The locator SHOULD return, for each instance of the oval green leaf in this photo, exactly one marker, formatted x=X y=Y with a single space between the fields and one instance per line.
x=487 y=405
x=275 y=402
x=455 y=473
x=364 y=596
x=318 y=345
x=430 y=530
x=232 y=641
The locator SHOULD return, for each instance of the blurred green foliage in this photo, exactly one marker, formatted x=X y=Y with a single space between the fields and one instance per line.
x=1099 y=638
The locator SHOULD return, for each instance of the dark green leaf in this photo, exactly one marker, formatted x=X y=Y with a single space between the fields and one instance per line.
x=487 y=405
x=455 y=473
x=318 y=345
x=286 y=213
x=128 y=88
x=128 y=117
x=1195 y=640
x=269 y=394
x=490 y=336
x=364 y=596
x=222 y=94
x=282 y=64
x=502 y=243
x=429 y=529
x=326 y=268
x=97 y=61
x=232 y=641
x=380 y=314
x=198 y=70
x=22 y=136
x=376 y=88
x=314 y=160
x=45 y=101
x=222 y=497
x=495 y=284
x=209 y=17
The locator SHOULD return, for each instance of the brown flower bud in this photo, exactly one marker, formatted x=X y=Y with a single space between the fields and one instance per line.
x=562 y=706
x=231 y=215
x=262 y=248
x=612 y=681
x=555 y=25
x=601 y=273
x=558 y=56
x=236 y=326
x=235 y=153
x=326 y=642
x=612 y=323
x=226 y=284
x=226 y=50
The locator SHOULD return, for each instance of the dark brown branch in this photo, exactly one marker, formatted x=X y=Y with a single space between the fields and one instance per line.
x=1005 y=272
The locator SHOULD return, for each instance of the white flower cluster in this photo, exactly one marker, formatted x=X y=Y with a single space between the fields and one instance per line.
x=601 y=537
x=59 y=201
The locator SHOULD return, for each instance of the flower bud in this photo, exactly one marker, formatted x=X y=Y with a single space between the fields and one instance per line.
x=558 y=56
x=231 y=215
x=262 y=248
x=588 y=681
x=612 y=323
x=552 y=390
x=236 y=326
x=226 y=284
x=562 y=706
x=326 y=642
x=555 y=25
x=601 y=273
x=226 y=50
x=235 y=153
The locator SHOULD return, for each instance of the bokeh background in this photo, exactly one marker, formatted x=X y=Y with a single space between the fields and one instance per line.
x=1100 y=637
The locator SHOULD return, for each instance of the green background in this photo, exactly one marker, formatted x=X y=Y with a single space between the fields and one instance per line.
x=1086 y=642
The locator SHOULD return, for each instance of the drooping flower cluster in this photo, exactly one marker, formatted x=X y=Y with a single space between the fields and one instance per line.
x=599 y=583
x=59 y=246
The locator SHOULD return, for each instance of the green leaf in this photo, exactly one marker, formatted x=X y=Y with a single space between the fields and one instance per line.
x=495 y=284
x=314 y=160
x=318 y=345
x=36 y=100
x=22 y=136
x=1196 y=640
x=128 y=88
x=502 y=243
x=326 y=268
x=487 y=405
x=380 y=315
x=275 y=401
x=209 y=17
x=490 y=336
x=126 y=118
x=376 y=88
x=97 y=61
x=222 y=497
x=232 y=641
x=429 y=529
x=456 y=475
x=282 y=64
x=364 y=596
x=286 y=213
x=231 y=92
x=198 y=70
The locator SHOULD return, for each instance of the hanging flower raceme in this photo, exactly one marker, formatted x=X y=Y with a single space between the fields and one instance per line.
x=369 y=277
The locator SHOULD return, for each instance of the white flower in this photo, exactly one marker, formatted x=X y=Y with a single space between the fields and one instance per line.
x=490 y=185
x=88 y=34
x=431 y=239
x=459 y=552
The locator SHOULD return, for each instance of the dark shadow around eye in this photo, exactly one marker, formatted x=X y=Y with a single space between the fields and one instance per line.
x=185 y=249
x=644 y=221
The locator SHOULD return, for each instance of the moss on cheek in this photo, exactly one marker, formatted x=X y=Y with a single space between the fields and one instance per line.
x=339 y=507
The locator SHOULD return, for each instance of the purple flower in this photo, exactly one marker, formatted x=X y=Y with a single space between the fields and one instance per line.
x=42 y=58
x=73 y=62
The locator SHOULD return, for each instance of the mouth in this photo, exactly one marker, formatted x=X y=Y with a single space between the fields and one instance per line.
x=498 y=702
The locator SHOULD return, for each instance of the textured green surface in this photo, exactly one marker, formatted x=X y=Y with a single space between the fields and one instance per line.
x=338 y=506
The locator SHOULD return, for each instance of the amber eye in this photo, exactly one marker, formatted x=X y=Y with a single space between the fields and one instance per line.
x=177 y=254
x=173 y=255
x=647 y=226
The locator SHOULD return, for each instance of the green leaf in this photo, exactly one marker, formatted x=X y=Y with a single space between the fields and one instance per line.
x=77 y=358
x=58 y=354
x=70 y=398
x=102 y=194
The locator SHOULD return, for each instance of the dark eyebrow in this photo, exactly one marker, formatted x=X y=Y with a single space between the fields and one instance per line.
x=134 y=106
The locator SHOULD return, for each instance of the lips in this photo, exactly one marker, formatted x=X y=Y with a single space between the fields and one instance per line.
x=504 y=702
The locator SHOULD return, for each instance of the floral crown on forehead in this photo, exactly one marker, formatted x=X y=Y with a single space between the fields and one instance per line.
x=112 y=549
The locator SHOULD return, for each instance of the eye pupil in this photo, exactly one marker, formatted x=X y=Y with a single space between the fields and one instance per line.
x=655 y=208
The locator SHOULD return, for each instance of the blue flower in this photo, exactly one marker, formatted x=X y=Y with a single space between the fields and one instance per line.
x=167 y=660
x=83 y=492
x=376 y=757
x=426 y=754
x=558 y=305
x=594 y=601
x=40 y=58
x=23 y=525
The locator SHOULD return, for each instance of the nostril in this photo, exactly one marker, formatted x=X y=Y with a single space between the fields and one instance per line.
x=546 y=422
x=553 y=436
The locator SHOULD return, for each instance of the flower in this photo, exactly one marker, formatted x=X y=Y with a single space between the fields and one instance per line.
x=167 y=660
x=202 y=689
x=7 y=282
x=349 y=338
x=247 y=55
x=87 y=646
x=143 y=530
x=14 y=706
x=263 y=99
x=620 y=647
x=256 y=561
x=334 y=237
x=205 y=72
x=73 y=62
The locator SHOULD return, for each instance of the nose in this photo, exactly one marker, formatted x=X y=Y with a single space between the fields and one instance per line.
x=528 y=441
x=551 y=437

» **Exercise prompt**
Rewrite the items starting at the line that contains "The locator SHOULD return, for each instance of the dark brown" and ending at the line that contains "x=459 y=552", keeping every text line as it stands. Shift each x and y coordinate in the answers by adding 51.

» **Output for this task**
The locator SHOULD return, for each instance of the dark brown branch in this photo, exactly one marker, formatted x=X y=Y with a single space between the fields and one instance per line.
x=1056 y=323
The locator SHOULD return, for each instance of the white flower cluster in this photo, exactly one marker, formatted x=X y=Y with a single space between the fields and one instance per line.
x=652 y=588
x=110 y=252
The locator SHOULD return, for each instance of the flower bud in this photo, exactly one marker, formatted x=X y=Y with a single space between the fields and one instance per line.
x=609 y=107
x=282 y=266
x=313 y=299
x=639 y=732
x=663 y=374
x=603 y=441
x=287 y=377
x=277 y=335
x=613 y=757
x=377 y=693
x=606 y=76
x=652 y=324
x=277 y=101
x=286 y=204
The locator SHOULD return, for each instance of the bokeh background in this photo, exactly one marker, formatted x=X y=Y with a single space between the fields and one instance per line.
x=1151 y=688
The locator SHOULD return, for each instance of the green background in this photo, exactly one marker, formatted x=X y=Y with a single space between the fields and one instance per line.
x=1137 y=693
The locator SHOULD return, for each instance of the drooping flower cluster in this photo, exactly one marker, formatted x=X y=Y with a single space between the fields and one instance per line.
x=650 y=634
x=110 y=297
The locator SHOULD return, for each instance of the green leaf in this photo, exactly one marker, formatted x=X y=Y with a single space between the fields and one instance per line.
x=546 y=335
x=365 y=211
x=369 y=396
x=87 y=151
x=73 y=187
x=1247 y=691
x=179 y=139
x=553 y=294
x=377 y=319
x=538 y=456
x=431 y=366
x=326 y=452
x=260 y=68
x=541 y=387
x=177 y=169
x=427 y=139
x=148 y=112
x=273 y=548
x=283 y=692
x=480 y=580
x=507 y=526
x=333 y=115
x=415 y=647
x=337 y=264
x=282 y=143
x=249 y=121
The locator SHOULD return, for each instance of the hanging flower raceme in this photo, exactly one marker, formatted x=X y=Y with a single space between the fields and one instance per line.
x=420 y=328
The locator SHOULD return, for each instance of the white flower in this photo, exactly one marker, formatted x=X y=Y with a single space between the fields and one instance per line.
x=541 y=236
x=139 y=85
x=482 y=290
x=510 y=603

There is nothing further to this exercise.